> [Exercise description]: Skip all pictures, then print the remaining material exactly.

> [Stored data]:
■ ■ ■ ■ ■ ■ ■

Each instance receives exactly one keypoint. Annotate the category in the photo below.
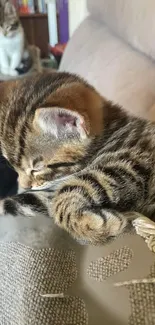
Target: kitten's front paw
(82, 224)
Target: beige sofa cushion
(134, 20)
(119, 72)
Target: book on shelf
(30, 6)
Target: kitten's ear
(60, 122)
(9, 9)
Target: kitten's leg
(4, 62)
(146, 229)
(26, 204)
(15, 62)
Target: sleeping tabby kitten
(92, 163)
(15, 58)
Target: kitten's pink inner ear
(59, 121)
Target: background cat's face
(46, 123)
(9, 21)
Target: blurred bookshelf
(36, 31)
(46, 25)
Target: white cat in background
(12, 40)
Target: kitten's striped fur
(54, 126)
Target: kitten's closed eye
(15, 25)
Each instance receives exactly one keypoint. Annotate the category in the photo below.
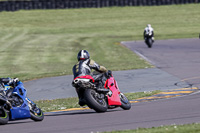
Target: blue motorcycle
(17, 106)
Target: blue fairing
(22, 111)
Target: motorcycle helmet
(149, 25)
(83, 55)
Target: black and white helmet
(83, 55)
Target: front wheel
(4, 116)
(126, 105)
(36, 112)
(94, 101)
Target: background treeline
(14, 5)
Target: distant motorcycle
(148, 40)
(18, 106)
(98, 99)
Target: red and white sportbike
(100, 99)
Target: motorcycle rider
(84, 67)
(148, 30)
(10, 82)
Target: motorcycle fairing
(85, 77)
(114, 99)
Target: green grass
(66, 103)
(187, 128)
(42, 43)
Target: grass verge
(42, 43)
(66, 103)
(187, 128)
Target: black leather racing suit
(84, 67)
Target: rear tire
(4, 116)
(126, 105)
(92, 100)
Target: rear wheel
(4, 117)
(95, 101)
(126, 105)
(36, 113)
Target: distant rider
(84, 67)
(148, 30)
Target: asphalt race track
(179, 58)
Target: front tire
(4, 116)
(126, 105)
(94, 102)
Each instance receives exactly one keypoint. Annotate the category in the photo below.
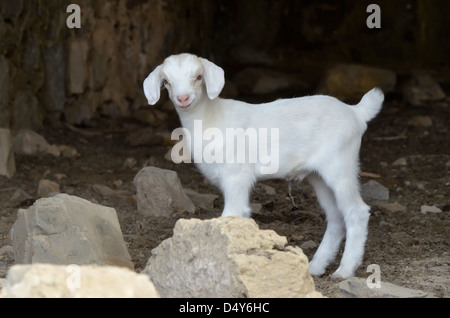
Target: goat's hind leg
(334, 233)
(356, 217)
(236, 191)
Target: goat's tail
(370, 104)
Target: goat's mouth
(185, 107)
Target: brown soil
(411, 248)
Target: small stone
(7, 160)
(130, 163)
(392, 207)
(47, 188)
(203, 200)
(400, 162)
(28, 142)
(67, 151)
(420, 121)
(374, 190)
(268, 189)
(18, 198)
(159, 193)
(359, 288)
(429, 209)
(308, 245)
(103, 190)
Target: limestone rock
(351, 81)
(73, 281)
(47, 188)
(228, 257)
(203, 200)
(357, 288)
(66, 229)
(7, 160)
(159, 193)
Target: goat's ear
(152, 86)
(214, 78)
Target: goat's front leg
(236, 189)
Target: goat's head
(183, 76)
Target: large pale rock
(7, 161)
(72, 281)
(228, 257)
(351, 81)
(358, 288)
(159, 193)
(66, 229)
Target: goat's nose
(183, 98)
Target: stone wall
(50, 73)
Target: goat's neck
(199, 112)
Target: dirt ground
(411, 248)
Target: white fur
(319, 139)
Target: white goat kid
(319, 139)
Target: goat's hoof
(342, 273)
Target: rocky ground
(406, 149)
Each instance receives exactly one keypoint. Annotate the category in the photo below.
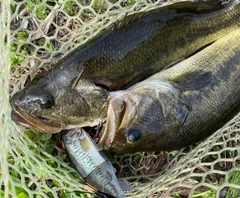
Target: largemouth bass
(73, 93)
(92, 165)
(178, 106)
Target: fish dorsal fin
(125, 186)
(130, 18)
(198, 6)
(192, 81)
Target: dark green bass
(73, 93)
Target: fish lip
(26, 120)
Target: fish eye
(47, 102)
(134, 135)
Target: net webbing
(36, 32)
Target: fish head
(143, 117)
(50, 108)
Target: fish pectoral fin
(129, 18)
(192, 81)
(198, 6)
(125, 186)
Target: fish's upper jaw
(42, 124)
(117, 113)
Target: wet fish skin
(178, 106)
(57, 100)
(92, 165)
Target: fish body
(73, 93)
(178, 106)
(92, 165)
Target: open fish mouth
(41, 123)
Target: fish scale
(117, 59)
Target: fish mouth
(115, 120)
(41, 123)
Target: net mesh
(34, 34)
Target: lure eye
(134, 135)
(47, 102)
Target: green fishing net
(34, 34)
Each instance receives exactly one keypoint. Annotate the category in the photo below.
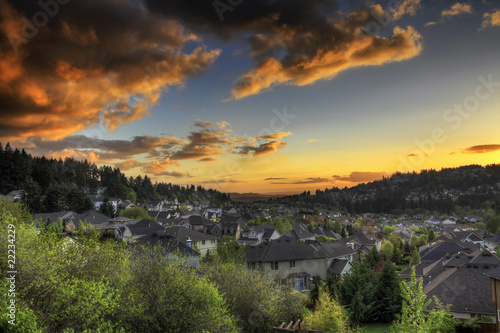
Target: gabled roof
(337, 266)
(198, 220)
(144, 227)
(467, 290)
(181, 234)
(64, 216)
(90, 216)
(299, 234)
(282, 249)
(169, 243)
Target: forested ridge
(55, 184)
(445, 191)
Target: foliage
(257, 302)
(388, 229)
(431, 236)
(387, 249)
(328, 315)
(357, 292)
(415, 257)
(232, 252)
(137, 213)
(413, 317)
(387, 294)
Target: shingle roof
(91, 217)
(281, 250)
(144, 227)
(181, 234)
(338, 266)
(467, 290)
(169, 243)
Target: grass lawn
(376, 328)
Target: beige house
(296, 261)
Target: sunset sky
(251, 95)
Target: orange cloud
(457, 9)
(364, 50)
(360, 176)
(406, 7)
(480, 149)
(112, 67)
(158, 167)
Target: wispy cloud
(479, 149)
(361, 176)
(456, 9)
(310, 180)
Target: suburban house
(203, 242)
(299, 233)
(492, 242)
(174, 249)
(494, 276)
(197, 222)
(142, 228)
(296, 262)
(257, 234)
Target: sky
(255, 96)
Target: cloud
(109, 149)
(361, 176)
(491, 19)
(127, 164)
(479, 149)
(263, 149)
(158, 167)
(274, 136)
(96, 61)
(210, 159)
(310, 180)
(456, 9)
(406, 7)
(325, 63)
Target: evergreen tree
(107, 208)
(357, 292)
(415, 257)
(388, 295)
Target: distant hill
(448, 191)
(252, 197)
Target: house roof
(144, 227)
(169, 243)
(299, 234)
(198, 220)
(467, 290)
(281, 250)
(337, 266)
(181, 234)
(441, 249)
(90, 216)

■ ■ ■ ■ ■ ■ ■

> [Answer in full]:
Each instance receives exactly one keypoint. Annotate the category in the photo below.
Target: kitten's front paw
(82, 224)
Target: beige sofa cushion
(134, 20)
(119, 72)
Target: book on shelf
(30, 6)
Target: kitten's ear
(60, 122)
(9, 9)
Target: kitten's leg
(4, 62)
(146, 229)
(26, 204)
(15, 62)
Target: sleeping tabby kitten
(92, 163)
(15, 58)
Target: kitten's pink inner ear
(59, 121)
Target: background cat's face
(46, 123)
(9, 21)
Target: blurred bookshelf
(36, 31)
(46, 25)
Target: white cat in background
(12, 40)
Target: kitten's striped fur
(54, 126)
Target: kitten's closed eye
(15, 25)
Each instance receives exactly one keypoint. Annotate the category in the photo below.
Target: blue motorcycle
(17, 106)
Target: blue fairing
(22, 111)
Target: motorcycle helmet
(149, 25)
(83, 55)
Target: black and white helmet
(83, 55)
Target: front wheel
(4, 116)
(126, 105)
(36, 112)
(94, 101)
Target: background treeline
(14, 5)
Target: distant motorcycle
(148, 40)
(18, 106)
(98, 99)
Target: red and white sportbike
(100, 99)
Target: motorcycle rider
(84, 67)
(148, 30)
(10, 82)
Target: motorcycle fairing
(85, 77)
(114, 99)
Target: green grass
(66, 103)
(187, 128)
(42, 43)
Target: grass verge
(42, 43)
(66, 103)
(187, 128)
Target: black leather racing suit
(84, 67)
Target: rear tire
(4, 116)
(126, 105)
(92, 100)
Target: rear wheel
(4, 117)
(95, 101)
(126, 105)
(36, 113)
Target: distant rider
(84, 67)
(148, 30)
Target: asphalt race track
(179, 58)
Target: front tire
(4, 116)
(126, 105)
(94, 102)
Each instance receives exactly one keypoint. Annotate the category in the photo below.
Target: goat's hind leg
(334, 233)
(356, 217)
(236, 191)
Target: goat's tail
(370, 104)
Target: goat's mouth
(185, 107)
Target: brown soil
(411, 248)
Target: small stone
(7, 160)
(130, 163)
(392, 207)
(47, 188)
(203, 200)
(400, 162)
(28, 142)
(67, 151)
(420, 121)
(374, 190)
(268, 189)
(18, 198)
(159, 193)
(359, 288)
(429, 209)
(308, 245)
(103, 190)
Target: limestone rock
(351, 81)
(73, 281)
(47, 188)
(228, 257)
(203, 200)
(357, 288)
(66, 229)
(7, 160)
(159, 193)
Target: goat's ear
(152, 86)
(214, 78)
Target: goat's front leg
(236, 189)
Target: goat's head
(183, 76)
Target: large pale rock
(7, 161)
(72, 281)
(228, 257)
(351, 81)
(358, 288)
(159, 193)
(66, 229)
Target: goat's nose
(183, 98)
Target: stone wall
(50, 73)
Target: goat's neck
(199, 112)
Target: dirt ground
(411, 248)
Target: white fur
(319, 139)
Target: white goat kid
(319, 139)
Target: goat's hoof
(342, 273)
Target: rocky ground
(406, 149)
Each instance receives exactly one keypoint. Annotate the category in the photo below.
Target: largemouth bass
(73, 93)
(92, 165)
(178, 106)
Target: fish dorsal fin
(125, 186)
(130, 18)
(198, 6)
(192, 81)
Target: dark green bass
(73, 93)
Target: fish lip
(26, 120)
Target: fish eye
(47, 102)
(134, 135)
Target: net webbing
(36, 32)
Target: fish head
(143, 117)
(50, 108)
Target: fish pectoral fin
(129, 18)
(192, 81)
(198, 6)
(125, 186)
Target: fish's upper jaw
(42, 124)
(117, 113)
Target: wet fish skin
(178, 106)
(57, 100)
(92, 165)
Target: fish body
(73, 93)
(178, 106)
(92, 165)
Target: open fish mouth
(41, 123)
Target: fish scale
(117, 59)
Target: fish mouth
(115, 120)
(41, 123)
Target: net mesh
(34, 34)
Target: lure eye
(134, 135)
(47, 102)
Target: green fishing net
(34, 34)
Each instance receives exactly one keypoint. Annotate the category in the photo below.
Target: gabled roof
(337, 266)
(198, 220)
(144, 227)
(467, 290)
(181, 234)
(64, 216)
(90, 216)
(299, 234)
(282, 249)
(169, 243)
Target: forested ridge
(55, 184)
(445, 191)
Target: foliage
(257, 302)
(388, 229)
(431, 236)
(387, 249)
(328, 315)
(357, 292)
(415, 257)
(232, 252)
(137, 213)
(413, 317)
(387, 294)
Target: shingle roof
(91, 217)
(281, 250)
(144, 227)
(181, 234)
(338, 266)
(467, 290)
(169, 243)
Target: grass lawn
(376, 328)
Target: beige house
(296, 261)
Target: sunset sky
(251, 95)
Target: orange cloud
(457, 9)
(364, 50)
(360, 176)
(406, 7)
(480, 149)
(112, 67)
(158, 167)
Target: wispy cloud
(479, 149)
(361, 176)
(456, 9)
(310, 180)
Target: suburban house
(203, 242)
(299, 233)
(492, 242)
(174, 249)
(494, 276)
(197, 222)
(142, 228)
(296, 262)
(257, 234)
Target: sky
(255, 96)
Target: cloud
(109, 149)
(361, 176)
(491, 19)
(127, 164)
(479, 149)
(263, 149)
(158, 167)
(274, 136)
(96, 61)
(210, 159)
(310, 180)
(456, 9)
(406, 7)
(325, 63)
Target: evergreen tree
(107, 208)
(357, 292)
(415, 257)
(388, 295)
Target: distant hill
(448, 191)
(252, 197)
Target: house roof
(144, 227)
(169, 243)
(299, 234)
(198, 220)
(467, 290)
(281, 250)
(337, 266)
(181, 234)
(441, 249)
(90, 216)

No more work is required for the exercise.